Your goal »
Recast all the items below as a Markdown table with two columns, Row and Line. Number each line in order and leave out any blank lines.

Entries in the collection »
__________

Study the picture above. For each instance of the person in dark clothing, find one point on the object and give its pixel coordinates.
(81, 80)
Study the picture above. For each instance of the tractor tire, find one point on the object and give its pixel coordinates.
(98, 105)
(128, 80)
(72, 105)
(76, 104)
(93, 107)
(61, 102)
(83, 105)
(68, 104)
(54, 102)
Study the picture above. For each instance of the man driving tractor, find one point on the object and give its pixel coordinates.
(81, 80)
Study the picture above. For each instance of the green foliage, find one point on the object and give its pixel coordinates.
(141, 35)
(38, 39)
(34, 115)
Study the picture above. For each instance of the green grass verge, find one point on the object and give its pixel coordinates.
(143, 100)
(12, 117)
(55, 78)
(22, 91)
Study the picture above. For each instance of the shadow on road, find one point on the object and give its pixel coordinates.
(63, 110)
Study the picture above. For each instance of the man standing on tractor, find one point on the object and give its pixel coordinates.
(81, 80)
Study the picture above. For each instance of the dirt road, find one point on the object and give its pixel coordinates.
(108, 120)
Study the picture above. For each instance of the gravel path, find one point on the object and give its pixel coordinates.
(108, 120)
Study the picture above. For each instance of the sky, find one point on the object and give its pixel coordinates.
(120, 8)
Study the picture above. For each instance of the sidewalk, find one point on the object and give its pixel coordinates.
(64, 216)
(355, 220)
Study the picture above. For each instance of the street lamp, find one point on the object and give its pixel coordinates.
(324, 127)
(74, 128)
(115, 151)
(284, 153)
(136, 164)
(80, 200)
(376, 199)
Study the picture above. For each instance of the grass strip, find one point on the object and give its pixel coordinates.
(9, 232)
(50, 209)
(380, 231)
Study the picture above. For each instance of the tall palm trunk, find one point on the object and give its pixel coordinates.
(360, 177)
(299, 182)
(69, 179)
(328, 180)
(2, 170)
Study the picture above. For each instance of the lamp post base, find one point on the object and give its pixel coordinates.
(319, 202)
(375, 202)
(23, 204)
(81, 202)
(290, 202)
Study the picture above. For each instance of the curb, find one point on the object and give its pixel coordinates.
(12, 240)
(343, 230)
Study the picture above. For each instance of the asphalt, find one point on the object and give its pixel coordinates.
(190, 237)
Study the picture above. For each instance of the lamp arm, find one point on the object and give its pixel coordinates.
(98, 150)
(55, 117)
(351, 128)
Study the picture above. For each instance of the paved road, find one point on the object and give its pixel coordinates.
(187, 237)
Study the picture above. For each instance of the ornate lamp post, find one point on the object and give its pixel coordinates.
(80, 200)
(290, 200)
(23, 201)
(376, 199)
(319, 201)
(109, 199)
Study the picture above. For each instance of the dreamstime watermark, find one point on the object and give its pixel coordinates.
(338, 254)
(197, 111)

__________

Exercise output »
| Row | Line |
|---|---|
| 1 | Study the picture above. For each instance of the person in dark clothing, find one point on the object and give its pixel coordinates. |
| 2 | (81, 80) |
| 3 | Study the picture above. For each instance of the tractor tire, find one point on the object and give its pixel coordinates. |
| 4 | (98, 105) |
| 5 | (128, 80) |
| 6 | (72, 105) |
| 7 | (76, 104) |
| 8 | (93, 107) |
| 9 | (61, 102) |
| 10 | (83, 105) |
| 11 | (68, 104) |
| 12 | (54, 102) |
| 13 | Study the picture above. For each instance of the man driving tractor, find one point on the object and give its pixel coordinates. |
| 14 | (81, 80) |
| 15 | Study the picture above. For each instance of the green foliage, find one point on the object and give its pixel coordinates. |
| 16 | (141, 35) |
| 17 | (38, 39) |
| 18 | (34, 115) |
| 19 | Study the picture above. For each instance of the green grass verge, find one point on the object and give its pixel coordinates. |
| 20 | (143, 100) |
| 21 | (12, 117) |
| 22 | (55, 78) |
| 23 | (22, 91) |
| 24 | Study the picture above. For each instance of the shadow on road, find one point on the object and give its pixel coordinates. |
| 25 | (63, 110) |
| 26 | Study the picture above. For each instance of the man standing on tractor, find one point on the object and give its pixel coordinates. |
| 27 | (81, 80) |
| 28 | Study the picture above. For each instance of the dirt road, find one point on the object and give its pixel coordinates. |
| 29 | (108, 120) |
| 30 | Study the picture above. For each instance of the gravel path, find one point on the object and give its pixel coordinates. |
| 31 | (108, 120) |
| 32 | Study the picture above. For each instance of the sky, find one point on the object and give its pixel coordinates. |
| 33 | (120, 8) |
| 34 | Study the picture above. For each instance of the sidewalk, find one point on the object and give its pixel coordinates. |
| 35 | (64, 216) |
| 36 | (355, 220) |
| 37 | Study the picture above. For each instance of the street lamp, find one point on the object and give its pixel coordinates. |
| 38 | (324, 127) |
| 39 | (74, 128) |
| 40 | (115, 151) |
| 41 | (284, 153) |
| 42 | (136, 164) |
| 43 | (80, 200) |
| 44 | (376, 199) |
| 45 | Study the picture above. For each instance of the grass strip, find one point on the object and give its pixel coordinates. |
| 46 | (9, 232) |
| 47 | (50, 209) |
| 48 | (380, 231) |
| 49 | Study the picture above. For each instance of the tall palm trunk, find one point on the object and give its pixel coordinates. |
| 50 | (360, 177) |
| 51 | (299, 182) |
| 52 | (69, 179) |
| 53 | (328, 180) |
| 54 | (2, 170) |
| 55 | Study the picture above. For each instance of the lamp post base, find one point on the object and give its pixel coordinates. |
| 56 | (319, 202) |
| 57 | (375, 202) |
| 58 | (23, 204) |
| 59 | (81, 202) |
| 60 | (290, 202) |
| 61 | Study the picture above. For each instance of the curb, find one point on the object and give its pixel coordinates. |
| 62 | (12, 240) |
| 63 | (343, 230) |
| 64 | Study the picture above. For each instance of the asphalt, find one point on the object and give its pixel coordinates. |
| 65 | (190, 237) |
| 66 | Study the picture above. For each instance of the lamp arm, find one point on the object and give its pixel coordinates. |
| 67 | (98, 150) |
| 68 | (55, 117) |
| 69 | (351, 128) |
| 70 | Study the picture above. For each instance of the paved road, find one point on the object and give its pixel coordinates. |
| 71 | (187, 237) |
| 72 | Study the picture above. For each instance of the ornate lamp post, find one point on the object and give its pixel coordinates. |
| 73 | (80, 200) |
| 74 | (290, 200) |
| 75 | (23, 201) |
| 76 | (376, 199) |
| 77 | (319, 201) |
| 78 | (109, 199) |
| 79 | Study the picture above. For each instance of the dreamstime watermark, find one point on the object and give its pixel coordinates. |
| 80 | (338, 254) |
| 81 | (197, 111) |